Reproduce the material, beginning at the line that contains "q=white brick wall&mode=box" and ending after the line that contains "[344,205,402,242]", with "rocking chair" replaced by "porch chair" and all else unchanged.

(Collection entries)
# # # # # # #
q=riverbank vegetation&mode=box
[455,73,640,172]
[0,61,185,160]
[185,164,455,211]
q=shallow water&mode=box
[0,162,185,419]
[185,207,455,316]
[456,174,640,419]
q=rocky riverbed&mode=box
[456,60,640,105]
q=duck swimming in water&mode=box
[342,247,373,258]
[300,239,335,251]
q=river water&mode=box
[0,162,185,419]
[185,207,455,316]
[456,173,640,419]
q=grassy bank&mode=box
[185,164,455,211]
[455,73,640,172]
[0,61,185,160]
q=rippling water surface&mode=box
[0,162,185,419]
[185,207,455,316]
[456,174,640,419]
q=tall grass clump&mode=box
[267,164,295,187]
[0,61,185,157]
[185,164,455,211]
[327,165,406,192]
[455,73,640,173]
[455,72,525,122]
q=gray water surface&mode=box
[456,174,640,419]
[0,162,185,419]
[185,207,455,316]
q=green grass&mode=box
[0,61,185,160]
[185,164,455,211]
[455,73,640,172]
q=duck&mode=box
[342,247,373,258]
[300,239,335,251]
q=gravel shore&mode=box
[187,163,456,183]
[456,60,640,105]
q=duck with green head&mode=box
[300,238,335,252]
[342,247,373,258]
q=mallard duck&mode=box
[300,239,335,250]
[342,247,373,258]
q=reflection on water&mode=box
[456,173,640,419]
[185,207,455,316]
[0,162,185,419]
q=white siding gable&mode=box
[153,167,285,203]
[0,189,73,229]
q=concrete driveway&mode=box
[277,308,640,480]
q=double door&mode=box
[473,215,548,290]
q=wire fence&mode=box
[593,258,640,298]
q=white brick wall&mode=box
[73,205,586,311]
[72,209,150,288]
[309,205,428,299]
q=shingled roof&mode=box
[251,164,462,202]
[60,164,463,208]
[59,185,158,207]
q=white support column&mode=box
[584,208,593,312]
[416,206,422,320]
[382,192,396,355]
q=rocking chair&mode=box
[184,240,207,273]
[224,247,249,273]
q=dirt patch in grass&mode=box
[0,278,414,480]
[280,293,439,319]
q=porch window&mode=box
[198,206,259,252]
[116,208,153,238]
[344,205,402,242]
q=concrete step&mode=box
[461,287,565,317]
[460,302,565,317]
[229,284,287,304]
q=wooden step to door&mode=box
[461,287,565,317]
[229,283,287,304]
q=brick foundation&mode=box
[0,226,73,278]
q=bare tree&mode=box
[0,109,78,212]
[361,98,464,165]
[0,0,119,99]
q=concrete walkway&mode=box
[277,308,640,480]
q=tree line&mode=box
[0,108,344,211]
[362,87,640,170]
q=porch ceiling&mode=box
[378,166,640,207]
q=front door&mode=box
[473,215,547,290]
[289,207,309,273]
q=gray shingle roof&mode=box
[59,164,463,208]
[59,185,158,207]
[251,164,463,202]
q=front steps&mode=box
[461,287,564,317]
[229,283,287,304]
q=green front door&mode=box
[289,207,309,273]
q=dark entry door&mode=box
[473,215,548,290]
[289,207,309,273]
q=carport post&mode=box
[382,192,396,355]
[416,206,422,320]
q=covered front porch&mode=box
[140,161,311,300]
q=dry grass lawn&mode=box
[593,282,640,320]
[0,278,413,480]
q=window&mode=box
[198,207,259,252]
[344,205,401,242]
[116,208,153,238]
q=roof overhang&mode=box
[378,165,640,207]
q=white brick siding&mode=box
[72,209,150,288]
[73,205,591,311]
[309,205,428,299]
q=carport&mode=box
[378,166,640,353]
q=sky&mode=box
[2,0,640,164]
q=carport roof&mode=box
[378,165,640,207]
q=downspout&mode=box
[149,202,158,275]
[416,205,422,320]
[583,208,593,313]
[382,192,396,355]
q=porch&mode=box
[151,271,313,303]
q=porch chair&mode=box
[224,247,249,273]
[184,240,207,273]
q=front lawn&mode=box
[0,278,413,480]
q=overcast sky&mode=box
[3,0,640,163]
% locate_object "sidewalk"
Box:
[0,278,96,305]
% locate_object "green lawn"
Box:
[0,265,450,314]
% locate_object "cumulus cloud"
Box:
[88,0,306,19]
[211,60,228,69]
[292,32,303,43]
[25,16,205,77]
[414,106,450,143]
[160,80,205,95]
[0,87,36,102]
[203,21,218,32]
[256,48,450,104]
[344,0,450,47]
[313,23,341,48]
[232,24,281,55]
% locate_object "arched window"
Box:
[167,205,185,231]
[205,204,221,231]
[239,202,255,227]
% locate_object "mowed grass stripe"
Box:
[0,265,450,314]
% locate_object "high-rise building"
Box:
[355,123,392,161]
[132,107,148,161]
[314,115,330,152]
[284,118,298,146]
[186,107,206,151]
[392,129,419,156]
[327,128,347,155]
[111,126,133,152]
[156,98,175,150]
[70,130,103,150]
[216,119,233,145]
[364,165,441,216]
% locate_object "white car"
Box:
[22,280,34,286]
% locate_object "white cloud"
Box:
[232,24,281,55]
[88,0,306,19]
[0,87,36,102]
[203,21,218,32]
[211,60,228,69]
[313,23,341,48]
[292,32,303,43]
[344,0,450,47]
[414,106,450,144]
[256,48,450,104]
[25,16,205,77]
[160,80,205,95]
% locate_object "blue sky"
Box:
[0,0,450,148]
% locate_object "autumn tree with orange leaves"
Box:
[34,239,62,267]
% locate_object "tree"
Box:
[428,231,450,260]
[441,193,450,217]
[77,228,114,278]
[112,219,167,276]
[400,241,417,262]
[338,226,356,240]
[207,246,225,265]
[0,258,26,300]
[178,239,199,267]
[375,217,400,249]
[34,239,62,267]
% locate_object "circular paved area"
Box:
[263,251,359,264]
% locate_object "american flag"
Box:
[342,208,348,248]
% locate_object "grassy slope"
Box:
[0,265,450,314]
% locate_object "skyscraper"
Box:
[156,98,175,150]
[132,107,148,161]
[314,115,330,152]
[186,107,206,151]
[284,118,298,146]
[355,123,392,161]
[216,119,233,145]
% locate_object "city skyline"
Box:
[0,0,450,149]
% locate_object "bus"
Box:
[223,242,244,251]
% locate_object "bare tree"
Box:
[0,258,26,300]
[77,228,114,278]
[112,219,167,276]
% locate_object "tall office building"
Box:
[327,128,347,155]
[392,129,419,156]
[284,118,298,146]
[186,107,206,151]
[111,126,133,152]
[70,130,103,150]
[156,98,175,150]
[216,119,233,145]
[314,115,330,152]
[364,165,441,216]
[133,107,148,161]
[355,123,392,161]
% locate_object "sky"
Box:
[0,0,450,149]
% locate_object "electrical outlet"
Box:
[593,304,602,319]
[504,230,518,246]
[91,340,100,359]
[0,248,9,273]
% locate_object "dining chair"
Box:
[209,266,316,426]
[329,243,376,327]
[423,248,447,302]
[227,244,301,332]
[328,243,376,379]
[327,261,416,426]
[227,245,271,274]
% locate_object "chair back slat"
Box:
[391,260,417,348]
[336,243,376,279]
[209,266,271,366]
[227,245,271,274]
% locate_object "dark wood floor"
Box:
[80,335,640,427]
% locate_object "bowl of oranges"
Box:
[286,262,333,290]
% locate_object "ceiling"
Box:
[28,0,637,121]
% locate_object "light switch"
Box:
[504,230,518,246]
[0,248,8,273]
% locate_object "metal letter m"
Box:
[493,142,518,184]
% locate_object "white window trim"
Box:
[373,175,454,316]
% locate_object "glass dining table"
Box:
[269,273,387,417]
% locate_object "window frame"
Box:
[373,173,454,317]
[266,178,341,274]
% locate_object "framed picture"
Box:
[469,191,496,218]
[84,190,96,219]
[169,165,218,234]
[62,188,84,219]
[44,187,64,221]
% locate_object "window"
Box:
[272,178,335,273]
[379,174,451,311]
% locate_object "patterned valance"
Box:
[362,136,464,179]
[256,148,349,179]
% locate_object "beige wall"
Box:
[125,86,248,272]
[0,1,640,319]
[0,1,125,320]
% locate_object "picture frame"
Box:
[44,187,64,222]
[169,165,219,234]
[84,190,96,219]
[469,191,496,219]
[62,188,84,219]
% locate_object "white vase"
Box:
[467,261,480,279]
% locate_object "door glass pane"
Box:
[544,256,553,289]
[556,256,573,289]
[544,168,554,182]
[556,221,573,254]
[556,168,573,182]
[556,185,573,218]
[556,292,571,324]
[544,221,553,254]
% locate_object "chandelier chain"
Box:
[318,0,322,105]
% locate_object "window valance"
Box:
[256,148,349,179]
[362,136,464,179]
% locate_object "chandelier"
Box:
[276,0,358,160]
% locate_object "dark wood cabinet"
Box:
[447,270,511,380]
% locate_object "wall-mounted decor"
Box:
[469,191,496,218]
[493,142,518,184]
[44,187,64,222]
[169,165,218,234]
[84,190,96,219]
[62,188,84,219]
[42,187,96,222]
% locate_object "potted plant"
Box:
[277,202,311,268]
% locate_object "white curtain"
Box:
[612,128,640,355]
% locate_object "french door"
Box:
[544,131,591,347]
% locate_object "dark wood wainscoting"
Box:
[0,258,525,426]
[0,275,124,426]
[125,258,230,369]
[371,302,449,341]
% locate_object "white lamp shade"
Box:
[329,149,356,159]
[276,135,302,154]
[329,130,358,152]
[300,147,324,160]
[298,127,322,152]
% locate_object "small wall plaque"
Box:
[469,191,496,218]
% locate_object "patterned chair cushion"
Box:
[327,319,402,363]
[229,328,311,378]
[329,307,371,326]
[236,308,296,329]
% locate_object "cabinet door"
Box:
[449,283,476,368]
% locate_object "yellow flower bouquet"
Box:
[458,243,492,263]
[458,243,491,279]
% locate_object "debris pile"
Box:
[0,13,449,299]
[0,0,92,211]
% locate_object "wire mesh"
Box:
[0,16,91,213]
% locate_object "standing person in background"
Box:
# # # # # # #
• **OUTPUT**
q=white brick wall&mode=box
[73,205,586,311]
[72,209,150,288]
[309,205,428,299]
q=shingled roof&mode=box
[251,164,462,202]
[60,164,463,208]
[59,185,158,207]
q=white support column&mode=box
[584,208,593,312]
[416,206,422,320]
[382,192,396,355]
q=porch chair&mode=box
[184,240,207,273]
[224,247,249,273]
q=dirt patch in grass&mode=box
[0,278,414,480]
[280,293,439,319]
q=porch window&mode=box
[198,206,259,252]
[116,208,153,238]
[344,205,402,242]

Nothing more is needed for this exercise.